**課題の目的:** 沖野岩三郎の歌碑を扱った次の文章を、一字も変えずに全文そのまま返してください。

**ページ:**
********

ということもあって、この9月に、地元・新宮市から発行された研究雑誌「熊野誌」の第54号・「大逆事件と大石誠之助」特集号(熊野地方史研究会・新宮市立図書館)に僕も6ページほど小文を寄稿させてもらいました。

≪牧師作家・沖野岩三郎は「警察のスパイ」か? 「魂の伝道作家」か?

改めて歌碑「頬白の歌をまねてみるかな」を解読する関根 進≫というタイトルで沖野が残した「歌碑」の謎に迫った小文で内容のさわりは以下です。

≪もう10年ほど前の話になるが、僕は病気保養のために南紀・和歌山の温泉の旅に出かけた。ガンを患った気持ちの弱さも手伝ったに違いない。そのとき、ふと稀有な運命を背負って冥土へ行ってしまった、わが祖父のルーツを辿ってみようという「気分になって、沖野岩三郎の生まれ故郷・日高川町寒川や、30代にして先駆的自由主義者、医師・大石誠之助らと血気盛んに「自由・平等・非戦」を論じ合い、“来るべき民主国家の実現”を夢見たという南紀・新宮の地に立ち寄ってみた。無論、その頃は療後の不調もあり、沖野の伝記を書き上げようとは本気では思ってもいなかった。

********

データ記録:
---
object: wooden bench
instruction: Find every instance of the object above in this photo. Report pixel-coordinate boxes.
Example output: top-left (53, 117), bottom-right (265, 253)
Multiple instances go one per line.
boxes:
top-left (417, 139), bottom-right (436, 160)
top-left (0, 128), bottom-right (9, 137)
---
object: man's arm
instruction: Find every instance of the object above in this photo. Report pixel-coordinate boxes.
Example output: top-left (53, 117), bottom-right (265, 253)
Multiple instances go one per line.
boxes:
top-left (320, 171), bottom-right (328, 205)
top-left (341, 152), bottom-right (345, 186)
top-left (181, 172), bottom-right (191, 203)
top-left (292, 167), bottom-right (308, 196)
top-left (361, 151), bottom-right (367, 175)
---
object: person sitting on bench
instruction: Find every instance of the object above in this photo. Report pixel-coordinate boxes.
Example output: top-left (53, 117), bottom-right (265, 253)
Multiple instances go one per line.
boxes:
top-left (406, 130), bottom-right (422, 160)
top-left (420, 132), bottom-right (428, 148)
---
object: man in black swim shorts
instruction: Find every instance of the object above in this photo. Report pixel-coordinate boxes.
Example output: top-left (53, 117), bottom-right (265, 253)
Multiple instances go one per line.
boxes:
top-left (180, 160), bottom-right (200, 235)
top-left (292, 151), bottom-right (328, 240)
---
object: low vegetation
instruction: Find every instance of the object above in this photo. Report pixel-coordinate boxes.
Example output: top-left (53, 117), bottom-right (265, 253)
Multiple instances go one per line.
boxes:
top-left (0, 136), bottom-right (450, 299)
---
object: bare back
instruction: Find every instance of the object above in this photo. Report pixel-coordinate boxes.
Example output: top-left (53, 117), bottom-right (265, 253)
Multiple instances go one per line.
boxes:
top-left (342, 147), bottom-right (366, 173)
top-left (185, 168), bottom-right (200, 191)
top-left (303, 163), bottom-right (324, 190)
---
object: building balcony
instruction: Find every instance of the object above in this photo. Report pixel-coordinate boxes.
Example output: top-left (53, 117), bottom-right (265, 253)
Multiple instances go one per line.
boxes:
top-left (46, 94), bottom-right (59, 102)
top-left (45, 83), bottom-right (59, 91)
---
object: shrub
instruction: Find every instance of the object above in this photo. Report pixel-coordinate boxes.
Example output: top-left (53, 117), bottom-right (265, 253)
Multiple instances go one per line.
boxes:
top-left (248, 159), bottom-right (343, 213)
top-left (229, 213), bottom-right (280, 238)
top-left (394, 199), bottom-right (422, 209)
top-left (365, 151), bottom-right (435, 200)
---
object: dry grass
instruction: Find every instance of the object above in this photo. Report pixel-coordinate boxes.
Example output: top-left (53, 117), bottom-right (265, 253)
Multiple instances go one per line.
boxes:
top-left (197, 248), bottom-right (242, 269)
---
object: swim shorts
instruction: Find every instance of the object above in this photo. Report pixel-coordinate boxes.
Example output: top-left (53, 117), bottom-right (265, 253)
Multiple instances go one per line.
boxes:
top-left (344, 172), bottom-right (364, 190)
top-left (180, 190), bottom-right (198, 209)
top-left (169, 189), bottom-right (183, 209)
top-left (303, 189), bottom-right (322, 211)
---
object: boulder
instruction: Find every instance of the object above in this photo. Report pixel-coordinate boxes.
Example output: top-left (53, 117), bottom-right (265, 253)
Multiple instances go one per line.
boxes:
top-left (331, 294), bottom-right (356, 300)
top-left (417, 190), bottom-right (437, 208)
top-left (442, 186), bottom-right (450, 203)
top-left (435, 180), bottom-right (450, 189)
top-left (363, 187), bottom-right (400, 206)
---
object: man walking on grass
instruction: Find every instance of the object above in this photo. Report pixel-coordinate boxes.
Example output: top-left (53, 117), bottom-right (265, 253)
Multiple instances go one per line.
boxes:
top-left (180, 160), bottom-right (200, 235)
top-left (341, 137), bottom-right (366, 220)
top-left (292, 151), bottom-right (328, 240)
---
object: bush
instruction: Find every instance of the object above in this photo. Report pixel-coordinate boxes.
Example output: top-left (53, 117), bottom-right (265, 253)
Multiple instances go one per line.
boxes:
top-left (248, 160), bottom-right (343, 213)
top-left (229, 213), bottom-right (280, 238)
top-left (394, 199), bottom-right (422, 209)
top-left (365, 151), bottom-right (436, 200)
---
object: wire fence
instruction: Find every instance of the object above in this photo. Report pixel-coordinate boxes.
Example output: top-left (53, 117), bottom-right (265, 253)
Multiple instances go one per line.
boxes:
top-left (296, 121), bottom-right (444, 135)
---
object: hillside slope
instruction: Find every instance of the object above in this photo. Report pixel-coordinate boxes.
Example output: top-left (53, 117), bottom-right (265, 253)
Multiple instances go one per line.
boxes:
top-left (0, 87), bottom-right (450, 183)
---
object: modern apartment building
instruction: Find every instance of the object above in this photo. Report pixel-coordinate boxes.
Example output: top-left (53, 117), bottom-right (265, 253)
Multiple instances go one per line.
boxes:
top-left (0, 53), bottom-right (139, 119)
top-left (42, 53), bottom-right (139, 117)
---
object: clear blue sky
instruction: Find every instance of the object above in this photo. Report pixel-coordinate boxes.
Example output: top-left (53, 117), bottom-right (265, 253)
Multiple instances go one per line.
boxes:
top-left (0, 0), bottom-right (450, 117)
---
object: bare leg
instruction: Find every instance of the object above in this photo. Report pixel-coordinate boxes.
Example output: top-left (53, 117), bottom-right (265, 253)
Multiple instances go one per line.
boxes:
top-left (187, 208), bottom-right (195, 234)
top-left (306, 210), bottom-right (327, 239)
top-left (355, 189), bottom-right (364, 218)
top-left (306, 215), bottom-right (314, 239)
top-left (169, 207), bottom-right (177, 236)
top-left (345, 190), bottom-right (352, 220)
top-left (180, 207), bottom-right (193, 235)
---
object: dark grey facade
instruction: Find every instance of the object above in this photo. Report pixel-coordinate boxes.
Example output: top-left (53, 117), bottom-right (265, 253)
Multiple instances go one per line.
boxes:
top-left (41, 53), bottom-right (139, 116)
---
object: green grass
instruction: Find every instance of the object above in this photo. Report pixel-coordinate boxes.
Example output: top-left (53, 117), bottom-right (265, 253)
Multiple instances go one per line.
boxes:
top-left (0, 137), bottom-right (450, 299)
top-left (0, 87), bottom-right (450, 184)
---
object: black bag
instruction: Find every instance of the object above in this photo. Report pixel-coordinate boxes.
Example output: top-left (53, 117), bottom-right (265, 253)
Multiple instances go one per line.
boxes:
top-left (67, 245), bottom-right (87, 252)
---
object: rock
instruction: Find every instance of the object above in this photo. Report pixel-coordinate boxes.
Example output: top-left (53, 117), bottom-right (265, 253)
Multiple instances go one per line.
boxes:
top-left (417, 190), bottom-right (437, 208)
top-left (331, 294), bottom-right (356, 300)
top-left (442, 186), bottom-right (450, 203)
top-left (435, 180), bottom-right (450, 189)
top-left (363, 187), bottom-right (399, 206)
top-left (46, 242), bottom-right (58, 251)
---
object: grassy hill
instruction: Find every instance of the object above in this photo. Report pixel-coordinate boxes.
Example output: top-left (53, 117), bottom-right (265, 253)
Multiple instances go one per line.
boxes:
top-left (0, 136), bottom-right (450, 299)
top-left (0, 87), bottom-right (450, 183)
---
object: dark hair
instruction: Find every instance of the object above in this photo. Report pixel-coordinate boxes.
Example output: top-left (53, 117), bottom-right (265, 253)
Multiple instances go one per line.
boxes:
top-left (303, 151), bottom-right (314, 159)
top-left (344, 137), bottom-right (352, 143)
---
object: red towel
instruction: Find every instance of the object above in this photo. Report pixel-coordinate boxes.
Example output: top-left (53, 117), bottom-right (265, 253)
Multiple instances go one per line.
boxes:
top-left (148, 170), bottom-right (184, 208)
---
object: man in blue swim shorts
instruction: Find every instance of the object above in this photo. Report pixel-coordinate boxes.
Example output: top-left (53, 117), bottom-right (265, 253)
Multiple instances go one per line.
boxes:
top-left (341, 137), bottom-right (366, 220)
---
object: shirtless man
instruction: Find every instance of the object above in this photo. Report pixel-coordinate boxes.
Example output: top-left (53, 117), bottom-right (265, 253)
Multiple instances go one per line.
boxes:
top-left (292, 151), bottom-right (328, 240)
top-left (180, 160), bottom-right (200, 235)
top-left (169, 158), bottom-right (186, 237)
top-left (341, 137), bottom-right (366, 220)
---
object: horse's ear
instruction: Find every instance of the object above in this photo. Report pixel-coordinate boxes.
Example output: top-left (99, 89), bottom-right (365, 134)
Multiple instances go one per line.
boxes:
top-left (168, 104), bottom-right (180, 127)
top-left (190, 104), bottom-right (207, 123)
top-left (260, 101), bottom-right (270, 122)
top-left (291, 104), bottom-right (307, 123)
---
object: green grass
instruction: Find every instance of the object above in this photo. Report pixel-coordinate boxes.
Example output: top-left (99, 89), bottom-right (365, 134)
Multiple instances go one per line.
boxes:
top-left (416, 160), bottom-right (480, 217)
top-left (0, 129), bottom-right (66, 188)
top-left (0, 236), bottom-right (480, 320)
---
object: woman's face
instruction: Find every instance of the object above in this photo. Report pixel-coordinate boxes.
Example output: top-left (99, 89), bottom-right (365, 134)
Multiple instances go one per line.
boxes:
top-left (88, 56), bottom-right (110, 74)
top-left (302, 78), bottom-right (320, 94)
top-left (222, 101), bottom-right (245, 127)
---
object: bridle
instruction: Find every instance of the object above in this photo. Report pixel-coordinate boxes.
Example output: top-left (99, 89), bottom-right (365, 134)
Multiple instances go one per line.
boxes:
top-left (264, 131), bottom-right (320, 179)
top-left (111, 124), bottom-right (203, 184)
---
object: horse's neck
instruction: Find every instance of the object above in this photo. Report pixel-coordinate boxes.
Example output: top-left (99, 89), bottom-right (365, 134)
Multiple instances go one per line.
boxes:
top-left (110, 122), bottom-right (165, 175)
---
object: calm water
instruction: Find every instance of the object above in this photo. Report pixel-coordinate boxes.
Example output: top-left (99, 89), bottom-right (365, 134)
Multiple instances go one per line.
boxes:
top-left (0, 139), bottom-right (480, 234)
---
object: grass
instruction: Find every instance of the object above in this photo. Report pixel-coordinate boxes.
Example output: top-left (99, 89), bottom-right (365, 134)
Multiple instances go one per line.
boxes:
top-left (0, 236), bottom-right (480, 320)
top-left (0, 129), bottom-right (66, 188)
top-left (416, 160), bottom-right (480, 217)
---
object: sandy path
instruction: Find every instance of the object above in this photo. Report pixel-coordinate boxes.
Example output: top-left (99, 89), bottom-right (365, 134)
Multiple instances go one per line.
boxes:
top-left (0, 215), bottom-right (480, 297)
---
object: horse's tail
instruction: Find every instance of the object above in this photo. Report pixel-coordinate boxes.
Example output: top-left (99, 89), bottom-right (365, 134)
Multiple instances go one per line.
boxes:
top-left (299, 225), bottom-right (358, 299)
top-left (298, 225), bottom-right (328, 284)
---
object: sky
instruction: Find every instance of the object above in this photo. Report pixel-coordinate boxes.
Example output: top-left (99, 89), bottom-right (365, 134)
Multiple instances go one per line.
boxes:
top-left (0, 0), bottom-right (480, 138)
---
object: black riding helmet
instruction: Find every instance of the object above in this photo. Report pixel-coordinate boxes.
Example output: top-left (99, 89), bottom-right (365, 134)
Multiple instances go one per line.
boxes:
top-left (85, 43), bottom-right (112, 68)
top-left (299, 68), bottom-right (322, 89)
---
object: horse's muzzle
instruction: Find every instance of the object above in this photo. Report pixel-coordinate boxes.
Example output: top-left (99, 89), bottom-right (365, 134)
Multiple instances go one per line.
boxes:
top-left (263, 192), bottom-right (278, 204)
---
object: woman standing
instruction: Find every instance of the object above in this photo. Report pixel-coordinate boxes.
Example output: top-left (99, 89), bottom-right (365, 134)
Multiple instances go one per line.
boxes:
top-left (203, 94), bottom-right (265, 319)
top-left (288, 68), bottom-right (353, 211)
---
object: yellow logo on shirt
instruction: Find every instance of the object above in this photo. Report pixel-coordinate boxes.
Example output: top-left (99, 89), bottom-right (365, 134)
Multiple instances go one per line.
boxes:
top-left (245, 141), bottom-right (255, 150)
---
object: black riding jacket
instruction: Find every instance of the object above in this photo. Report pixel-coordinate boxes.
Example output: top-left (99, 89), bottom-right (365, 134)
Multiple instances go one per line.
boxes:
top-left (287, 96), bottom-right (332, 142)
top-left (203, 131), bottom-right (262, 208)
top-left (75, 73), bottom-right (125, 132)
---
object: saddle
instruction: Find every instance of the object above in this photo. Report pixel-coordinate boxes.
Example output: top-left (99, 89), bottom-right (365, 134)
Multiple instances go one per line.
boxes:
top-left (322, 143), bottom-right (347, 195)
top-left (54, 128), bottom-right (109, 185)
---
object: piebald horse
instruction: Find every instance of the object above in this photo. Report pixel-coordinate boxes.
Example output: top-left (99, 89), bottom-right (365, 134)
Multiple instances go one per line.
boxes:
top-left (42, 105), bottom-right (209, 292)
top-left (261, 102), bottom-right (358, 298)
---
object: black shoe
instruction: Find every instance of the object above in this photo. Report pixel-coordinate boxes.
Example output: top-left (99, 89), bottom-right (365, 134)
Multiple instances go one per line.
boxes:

********

**結果:**
ということもあって、この9月に、地元・新宮市から発行された研究雑誌「熊野誌」の第54号・「大逆事件と大石誠之助」特集号(熊野地方史研究会・新宮市立図書館)に僕も6ページほど小文を寄稿させてもらいました。

≪牧師作家・沖野岩三郎は「警察のスパイ」か? 「魂の伝道作家」か?

改めて歌碑「頬白の歌をまねてみるかな」を解読する関根 進≫というタイトルで沖野が残した「歌碑」の謎に迫った小文で内容のさわりは以下です。

≪もう10年ほど前の話になるが、僕は病気保養のために南紀・和歌山の温泉の旅に出かけた。ガンを患った気持ちの弱さも手伝ったに違いない。そのとき、ふと稀有な運命を背負って冥土へ行ってしまった、わが祖父のルーツを辿ってみようという「気分になって、沖野岩三郎の生まれ故郷・日高川町寒川や、30代にして先駆的自由主義者、医師・大石誠之助らと血気盛んに「自由・平等・非戦」を論じ合い、“来るべき民主国家の実現”を夢見たという南紀・新宮の地に立ち寄ってみた。無論、その頃は療後の不調もあり、沖野の伝記を書き上げようとは本気では思ってもいなかった。